_THE PROBLEM_. Give the number of lines in the records below that include "curved", and nothing more.

Stored records:
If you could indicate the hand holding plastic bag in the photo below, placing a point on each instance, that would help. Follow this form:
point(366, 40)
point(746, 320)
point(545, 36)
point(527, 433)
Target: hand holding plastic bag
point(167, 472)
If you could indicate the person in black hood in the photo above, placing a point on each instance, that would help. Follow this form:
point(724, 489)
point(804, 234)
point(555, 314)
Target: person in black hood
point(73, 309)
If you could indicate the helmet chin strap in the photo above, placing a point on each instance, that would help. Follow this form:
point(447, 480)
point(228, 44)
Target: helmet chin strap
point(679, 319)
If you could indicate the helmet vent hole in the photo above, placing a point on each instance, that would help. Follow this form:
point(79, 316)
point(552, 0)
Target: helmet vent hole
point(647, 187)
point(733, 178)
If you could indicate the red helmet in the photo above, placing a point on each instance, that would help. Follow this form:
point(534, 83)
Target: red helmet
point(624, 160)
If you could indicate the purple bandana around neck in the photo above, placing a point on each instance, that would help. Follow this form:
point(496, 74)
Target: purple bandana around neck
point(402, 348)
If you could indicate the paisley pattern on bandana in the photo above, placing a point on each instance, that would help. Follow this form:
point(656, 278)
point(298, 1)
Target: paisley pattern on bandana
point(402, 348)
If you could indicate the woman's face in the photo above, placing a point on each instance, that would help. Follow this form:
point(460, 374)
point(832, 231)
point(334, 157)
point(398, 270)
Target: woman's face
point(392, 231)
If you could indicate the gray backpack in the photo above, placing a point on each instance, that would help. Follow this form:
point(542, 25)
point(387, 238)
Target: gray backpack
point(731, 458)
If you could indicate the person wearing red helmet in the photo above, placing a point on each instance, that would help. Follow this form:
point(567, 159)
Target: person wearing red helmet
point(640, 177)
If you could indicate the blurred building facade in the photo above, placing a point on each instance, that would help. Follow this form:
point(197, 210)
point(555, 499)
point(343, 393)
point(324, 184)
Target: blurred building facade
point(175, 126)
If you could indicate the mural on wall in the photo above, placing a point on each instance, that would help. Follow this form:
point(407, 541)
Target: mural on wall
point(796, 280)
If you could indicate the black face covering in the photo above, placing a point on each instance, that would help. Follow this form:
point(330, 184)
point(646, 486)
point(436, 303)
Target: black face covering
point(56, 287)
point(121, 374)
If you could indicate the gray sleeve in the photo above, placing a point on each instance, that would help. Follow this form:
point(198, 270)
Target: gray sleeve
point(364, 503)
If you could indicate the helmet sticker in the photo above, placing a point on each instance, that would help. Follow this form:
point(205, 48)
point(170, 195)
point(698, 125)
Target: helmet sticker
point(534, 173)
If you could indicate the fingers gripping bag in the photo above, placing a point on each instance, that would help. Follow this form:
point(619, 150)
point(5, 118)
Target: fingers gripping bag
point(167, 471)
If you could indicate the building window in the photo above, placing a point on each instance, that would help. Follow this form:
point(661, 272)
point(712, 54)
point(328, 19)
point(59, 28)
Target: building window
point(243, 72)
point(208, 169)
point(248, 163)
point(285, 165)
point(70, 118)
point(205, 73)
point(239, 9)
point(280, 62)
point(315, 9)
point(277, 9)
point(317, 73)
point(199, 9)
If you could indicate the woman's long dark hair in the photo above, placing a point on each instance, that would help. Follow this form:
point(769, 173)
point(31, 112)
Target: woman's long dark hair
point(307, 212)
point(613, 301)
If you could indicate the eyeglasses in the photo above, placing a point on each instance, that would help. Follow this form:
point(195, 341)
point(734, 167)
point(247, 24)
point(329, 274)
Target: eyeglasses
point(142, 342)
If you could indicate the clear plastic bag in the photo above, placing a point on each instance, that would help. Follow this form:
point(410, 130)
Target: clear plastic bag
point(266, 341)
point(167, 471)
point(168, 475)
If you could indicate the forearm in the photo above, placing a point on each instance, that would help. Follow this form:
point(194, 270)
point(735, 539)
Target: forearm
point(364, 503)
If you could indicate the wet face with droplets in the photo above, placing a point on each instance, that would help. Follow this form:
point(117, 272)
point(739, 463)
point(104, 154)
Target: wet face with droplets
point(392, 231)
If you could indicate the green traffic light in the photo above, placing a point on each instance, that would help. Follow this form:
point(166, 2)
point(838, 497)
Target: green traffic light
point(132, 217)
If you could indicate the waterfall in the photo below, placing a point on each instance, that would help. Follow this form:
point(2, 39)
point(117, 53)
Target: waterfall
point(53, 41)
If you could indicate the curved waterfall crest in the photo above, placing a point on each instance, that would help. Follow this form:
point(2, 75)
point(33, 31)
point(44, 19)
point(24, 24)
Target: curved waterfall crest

_WRITTEN RESPONSE_. 2